#### Instructions for the task
Which lines in the data below contain the string "white", with case counting? Copy out each of those lines.

(A run of records)
+---+

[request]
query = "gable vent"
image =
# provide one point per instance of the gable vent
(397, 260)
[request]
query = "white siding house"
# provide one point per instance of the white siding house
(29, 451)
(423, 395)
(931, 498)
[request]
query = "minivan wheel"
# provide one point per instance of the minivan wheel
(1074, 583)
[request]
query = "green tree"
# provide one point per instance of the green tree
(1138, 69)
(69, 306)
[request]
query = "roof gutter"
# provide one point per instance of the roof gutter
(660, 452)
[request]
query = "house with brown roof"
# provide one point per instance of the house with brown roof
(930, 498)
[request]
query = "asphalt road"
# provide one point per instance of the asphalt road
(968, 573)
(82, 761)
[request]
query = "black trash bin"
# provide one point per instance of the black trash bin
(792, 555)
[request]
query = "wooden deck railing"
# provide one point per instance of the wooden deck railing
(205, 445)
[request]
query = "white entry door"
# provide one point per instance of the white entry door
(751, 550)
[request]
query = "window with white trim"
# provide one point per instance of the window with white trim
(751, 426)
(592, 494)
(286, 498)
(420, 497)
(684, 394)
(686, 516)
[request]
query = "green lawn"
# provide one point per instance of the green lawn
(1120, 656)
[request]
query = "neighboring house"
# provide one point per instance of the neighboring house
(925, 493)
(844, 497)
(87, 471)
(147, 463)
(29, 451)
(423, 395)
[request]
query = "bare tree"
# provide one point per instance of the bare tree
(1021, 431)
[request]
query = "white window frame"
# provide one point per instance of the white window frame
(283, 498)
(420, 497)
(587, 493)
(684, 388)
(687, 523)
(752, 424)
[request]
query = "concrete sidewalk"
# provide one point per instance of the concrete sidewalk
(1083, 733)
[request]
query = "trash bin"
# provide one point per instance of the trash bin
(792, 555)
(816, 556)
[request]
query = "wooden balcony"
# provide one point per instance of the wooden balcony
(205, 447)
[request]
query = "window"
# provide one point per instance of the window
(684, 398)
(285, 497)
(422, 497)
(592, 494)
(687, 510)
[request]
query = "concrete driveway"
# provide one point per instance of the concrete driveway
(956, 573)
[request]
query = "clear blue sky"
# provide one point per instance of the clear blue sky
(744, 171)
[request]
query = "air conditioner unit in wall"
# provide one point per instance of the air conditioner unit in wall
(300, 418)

+---+

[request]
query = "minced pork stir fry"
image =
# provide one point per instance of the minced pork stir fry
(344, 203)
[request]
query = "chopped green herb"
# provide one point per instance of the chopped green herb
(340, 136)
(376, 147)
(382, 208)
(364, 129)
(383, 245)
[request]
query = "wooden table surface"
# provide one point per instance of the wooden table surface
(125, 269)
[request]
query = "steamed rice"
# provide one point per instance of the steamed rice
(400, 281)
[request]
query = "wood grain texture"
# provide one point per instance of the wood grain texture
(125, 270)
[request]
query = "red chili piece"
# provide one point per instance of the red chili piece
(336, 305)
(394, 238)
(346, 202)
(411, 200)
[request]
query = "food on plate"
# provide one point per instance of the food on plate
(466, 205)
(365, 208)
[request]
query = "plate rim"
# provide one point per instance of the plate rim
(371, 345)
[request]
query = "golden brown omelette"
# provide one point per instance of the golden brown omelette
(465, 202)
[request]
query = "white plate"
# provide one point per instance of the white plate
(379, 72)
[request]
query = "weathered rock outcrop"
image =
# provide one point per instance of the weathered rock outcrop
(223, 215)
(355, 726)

+---+

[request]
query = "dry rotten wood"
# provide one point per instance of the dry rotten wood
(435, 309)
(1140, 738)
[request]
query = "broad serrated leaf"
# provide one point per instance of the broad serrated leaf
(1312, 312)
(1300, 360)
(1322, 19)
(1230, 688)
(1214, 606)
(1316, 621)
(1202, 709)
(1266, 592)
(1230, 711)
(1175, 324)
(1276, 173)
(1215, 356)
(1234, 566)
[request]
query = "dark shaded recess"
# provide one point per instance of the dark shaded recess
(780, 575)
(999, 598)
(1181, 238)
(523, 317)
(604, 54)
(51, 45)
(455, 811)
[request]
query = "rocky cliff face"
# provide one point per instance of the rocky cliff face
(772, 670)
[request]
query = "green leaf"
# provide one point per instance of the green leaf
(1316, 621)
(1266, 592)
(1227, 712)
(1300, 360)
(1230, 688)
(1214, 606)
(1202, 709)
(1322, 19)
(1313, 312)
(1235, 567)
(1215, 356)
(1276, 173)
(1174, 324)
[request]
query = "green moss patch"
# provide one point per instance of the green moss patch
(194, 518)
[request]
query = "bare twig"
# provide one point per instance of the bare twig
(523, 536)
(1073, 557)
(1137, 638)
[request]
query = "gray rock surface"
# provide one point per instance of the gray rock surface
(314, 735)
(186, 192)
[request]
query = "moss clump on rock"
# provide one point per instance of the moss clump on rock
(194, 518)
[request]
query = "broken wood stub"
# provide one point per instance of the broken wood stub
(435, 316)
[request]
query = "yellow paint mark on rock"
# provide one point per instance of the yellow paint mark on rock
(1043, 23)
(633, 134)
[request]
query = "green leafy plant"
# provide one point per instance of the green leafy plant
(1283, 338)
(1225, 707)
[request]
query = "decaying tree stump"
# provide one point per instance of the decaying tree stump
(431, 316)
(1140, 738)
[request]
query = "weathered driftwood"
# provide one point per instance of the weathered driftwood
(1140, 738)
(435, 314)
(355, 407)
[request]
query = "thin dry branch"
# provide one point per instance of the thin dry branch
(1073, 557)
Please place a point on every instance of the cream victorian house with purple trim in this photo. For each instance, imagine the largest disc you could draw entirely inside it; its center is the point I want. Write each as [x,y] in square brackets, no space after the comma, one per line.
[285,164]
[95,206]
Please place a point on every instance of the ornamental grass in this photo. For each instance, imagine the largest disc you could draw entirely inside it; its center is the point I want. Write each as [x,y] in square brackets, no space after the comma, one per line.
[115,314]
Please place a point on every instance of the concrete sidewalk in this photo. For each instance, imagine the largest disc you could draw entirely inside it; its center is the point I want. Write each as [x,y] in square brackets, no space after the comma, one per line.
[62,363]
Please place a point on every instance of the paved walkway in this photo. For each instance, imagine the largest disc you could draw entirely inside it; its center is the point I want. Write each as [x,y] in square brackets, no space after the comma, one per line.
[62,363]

+---+

#### Correct result
query = "white siding house"
# provide one point per instance of the white siding house
query = "white entry door"
# provide one point per instance of the white entry door
query = "window with white trim"
# provide one point per instance of the window with white trim
query = "white window frame"
# provide one point per instance of the white window frame
query = "white plate"
# provide one point per instance of the white plate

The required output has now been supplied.